WORK REQUIRED:
Below are lines of data, and only some are wanted. Please repeat exactly those from the line that has "of the mast" through the line that has "number 885 in".

GIVEN ENTRIES:
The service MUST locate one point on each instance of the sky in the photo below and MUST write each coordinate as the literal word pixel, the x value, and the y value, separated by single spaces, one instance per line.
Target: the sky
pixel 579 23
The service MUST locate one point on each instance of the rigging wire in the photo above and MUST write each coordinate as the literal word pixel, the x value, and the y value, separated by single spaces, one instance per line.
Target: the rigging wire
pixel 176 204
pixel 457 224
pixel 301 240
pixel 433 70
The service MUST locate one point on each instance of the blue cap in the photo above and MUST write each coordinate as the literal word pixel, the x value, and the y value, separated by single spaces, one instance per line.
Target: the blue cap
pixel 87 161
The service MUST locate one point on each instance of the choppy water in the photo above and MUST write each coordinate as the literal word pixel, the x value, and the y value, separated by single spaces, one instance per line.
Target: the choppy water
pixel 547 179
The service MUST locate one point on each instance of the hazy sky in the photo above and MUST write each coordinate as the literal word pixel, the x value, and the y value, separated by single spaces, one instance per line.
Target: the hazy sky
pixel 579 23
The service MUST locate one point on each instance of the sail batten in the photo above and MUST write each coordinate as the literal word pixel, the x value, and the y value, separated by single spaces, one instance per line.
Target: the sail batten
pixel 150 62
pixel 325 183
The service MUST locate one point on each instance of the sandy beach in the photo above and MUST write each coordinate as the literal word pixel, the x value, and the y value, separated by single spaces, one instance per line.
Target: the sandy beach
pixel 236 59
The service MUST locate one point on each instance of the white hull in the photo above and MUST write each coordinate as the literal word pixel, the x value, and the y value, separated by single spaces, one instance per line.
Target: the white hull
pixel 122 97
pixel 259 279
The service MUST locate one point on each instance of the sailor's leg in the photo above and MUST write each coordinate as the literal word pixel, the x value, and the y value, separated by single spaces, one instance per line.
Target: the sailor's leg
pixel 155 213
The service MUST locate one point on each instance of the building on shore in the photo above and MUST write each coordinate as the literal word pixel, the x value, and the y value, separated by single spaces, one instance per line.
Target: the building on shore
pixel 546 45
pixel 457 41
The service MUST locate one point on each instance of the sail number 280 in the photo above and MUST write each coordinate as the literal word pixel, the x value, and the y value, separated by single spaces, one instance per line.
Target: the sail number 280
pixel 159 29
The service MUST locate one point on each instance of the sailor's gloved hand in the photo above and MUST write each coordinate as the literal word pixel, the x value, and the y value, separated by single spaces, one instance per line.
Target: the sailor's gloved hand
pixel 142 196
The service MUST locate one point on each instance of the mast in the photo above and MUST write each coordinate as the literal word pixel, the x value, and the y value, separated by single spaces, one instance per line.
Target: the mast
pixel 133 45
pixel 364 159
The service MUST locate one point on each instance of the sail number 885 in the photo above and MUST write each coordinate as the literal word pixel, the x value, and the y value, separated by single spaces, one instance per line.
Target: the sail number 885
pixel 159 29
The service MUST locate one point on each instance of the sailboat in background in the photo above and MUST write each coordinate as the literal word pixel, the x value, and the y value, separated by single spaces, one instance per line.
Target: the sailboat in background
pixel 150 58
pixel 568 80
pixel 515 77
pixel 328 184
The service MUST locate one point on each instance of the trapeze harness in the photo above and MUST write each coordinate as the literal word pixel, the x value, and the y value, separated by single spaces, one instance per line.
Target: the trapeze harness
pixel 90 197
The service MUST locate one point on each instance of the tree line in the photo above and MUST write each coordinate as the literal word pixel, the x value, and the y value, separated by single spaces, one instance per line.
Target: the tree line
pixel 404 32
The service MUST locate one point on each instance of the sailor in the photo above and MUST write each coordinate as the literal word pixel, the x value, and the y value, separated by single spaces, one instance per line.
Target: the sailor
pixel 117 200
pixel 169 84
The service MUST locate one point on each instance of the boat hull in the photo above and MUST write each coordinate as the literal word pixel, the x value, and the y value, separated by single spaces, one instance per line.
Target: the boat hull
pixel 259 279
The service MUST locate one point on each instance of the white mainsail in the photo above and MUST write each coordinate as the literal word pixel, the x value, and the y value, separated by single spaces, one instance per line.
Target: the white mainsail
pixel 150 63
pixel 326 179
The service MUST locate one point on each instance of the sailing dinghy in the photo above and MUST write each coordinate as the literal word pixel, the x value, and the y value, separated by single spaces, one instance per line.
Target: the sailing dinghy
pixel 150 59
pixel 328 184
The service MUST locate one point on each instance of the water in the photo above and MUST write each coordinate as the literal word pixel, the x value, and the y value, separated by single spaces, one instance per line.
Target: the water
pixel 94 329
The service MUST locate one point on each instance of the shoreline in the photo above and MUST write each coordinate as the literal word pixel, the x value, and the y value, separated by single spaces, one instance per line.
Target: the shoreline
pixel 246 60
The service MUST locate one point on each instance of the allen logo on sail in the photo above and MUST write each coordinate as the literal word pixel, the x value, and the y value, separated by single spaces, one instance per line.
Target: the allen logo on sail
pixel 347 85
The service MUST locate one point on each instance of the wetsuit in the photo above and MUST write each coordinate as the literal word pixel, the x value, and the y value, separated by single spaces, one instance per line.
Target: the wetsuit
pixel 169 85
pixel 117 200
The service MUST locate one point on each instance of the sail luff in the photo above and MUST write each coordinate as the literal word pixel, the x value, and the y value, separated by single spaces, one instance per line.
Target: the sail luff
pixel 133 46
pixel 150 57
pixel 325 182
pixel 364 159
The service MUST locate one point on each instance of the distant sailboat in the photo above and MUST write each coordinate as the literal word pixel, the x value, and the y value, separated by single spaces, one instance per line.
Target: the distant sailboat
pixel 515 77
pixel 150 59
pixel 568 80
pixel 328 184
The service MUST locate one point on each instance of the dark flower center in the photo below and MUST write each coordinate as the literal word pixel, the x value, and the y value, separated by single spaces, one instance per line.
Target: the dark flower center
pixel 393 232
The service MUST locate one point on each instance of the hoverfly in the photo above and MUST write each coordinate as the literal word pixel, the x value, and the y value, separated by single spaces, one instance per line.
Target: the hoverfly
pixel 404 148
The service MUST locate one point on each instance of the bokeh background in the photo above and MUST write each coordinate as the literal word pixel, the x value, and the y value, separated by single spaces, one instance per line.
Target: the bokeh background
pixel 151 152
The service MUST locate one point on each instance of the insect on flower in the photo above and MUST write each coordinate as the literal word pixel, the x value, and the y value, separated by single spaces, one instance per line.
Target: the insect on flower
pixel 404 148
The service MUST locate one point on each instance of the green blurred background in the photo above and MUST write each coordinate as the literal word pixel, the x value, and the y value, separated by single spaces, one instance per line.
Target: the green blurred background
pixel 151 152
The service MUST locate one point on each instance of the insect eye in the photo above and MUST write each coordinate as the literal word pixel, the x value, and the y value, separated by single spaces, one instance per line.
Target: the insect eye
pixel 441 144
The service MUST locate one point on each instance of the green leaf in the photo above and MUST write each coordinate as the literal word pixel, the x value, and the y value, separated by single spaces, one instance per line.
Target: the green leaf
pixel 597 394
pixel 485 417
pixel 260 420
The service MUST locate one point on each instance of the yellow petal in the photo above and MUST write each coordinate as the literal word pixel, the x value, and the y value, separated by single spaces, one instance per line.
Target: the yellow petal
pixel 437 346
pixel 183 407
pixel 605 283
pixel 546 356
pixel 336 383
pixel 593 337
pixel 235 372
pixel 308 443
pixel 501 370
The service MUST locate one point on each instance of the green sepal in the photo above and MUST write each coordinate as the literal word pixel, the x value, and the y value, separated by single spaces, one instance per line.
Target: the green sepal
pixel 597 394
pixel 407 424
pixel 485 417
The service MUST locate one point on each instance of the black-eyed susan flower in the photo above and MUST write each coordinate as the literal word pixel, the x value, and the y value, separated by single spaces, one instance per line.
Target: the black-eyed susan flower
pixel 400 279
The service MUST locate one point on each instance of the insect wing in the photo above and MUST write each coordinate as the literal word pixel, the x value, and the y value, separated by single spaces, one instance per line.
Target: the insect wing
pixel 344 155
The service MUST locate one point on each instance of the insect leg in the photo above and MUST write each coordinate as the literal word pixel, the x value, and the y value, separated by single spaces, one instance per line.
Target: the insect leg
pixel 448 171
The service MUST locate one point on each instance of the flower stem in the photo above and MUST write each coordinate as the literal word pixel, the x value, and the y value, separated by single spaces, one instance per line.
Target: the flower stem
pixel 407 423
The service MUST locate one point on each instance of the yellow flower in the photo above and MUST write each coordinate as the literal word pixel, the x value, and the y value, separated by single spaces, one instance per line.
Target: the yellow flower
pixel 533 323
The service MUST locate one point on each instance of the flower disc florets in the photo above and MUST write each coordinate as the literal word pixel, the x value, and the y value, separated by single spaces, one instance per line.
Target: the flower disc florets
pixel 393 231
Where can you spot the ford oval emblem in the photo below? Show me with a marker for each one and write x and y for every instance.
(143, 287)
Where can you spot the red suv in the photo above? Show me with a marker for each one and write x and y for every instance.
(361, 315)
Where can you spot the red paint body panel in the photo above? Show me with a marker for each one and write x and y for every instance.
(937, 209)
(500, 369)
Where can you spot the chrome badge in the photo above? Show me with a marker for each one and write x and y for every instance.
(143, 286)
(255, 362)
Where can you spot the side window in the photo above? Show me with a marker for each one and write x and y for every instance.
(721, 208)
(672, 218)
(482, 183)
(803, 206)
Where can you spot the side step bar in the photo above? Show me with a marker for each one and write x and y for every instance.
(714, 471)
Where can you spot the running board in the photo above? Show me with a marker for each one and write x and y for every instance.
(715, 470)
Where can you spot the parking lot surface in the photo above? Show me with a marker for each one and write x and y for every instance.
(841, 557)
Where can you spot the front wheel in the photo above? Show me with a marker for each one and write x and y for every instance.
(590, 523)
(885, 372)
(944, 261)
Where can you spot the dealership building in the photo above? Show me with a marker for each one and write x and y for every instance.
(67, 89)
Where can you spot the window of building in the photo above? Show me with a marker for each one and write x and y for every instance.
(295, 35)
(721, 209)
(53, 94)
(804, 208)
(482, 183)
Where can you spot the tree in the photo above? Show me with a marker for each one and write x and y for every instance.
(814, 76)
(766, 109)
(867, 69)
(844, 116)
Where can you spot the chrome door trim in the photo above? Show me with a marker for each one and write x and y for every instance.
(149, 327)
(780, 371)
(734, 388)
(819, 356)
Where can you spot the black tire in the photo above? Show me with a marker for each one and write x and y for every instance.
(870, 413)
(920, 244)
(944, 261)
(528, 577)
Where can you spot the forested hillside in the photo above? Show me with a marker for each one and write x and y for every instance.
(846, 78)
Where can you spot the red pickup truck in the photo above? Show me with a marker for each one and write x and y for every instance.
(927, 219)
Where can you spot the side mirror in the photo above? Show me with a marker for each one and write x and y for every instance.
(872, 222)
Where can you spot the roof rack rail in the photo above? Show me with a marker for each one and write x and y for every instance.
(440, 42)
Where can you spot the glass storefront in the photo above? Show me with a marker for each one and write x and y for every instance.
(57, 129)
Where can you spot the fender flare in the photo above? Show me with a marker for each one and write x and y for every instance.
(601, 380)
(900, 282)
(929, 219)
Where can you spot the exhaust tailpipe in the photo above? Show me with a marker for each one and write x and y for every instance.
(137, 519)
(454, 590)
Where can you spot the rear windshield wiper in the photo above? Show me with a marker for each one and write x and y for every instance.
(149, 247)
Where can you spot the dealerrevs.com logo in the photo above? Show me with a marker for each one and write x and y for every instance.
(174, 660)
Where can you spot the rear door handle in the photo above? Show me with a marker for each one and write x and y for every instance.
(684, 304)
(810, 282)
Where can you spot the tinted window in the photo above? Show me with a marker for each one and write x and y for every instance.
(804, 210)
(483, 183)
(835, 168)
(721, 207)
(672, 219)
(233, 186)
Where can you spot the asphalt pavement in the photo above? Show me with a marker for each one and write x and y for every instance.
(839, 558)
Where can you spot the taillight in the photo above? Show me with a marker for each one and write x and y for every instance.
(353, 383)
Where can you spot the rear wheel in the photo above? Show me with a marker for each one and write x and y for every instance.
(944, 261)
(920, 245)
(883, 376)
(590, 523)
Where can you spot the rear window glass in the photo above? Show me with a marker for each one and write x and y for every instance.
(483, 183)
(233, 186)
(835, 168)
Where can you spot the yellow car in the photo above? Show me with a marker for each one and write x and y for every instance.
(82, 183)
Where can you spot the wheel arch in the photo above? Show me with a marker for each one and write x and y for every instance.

SOLUTION TO THIS PROBLEM:
The service MUST locate one point on each instance of the mast in the photo above and MUST write each coordinate as the literal word pixel, the x value, and the y value, separated by single spaces, one instance per line.
Target: the mast
pixel 133 45
pixel 364 159
The service MUST locate one point on each instance of the sail number 885 in the photo above and MUST write each coordinate as the literal word pixel, the x value, and the y value, separated by single spaces, one instance per line.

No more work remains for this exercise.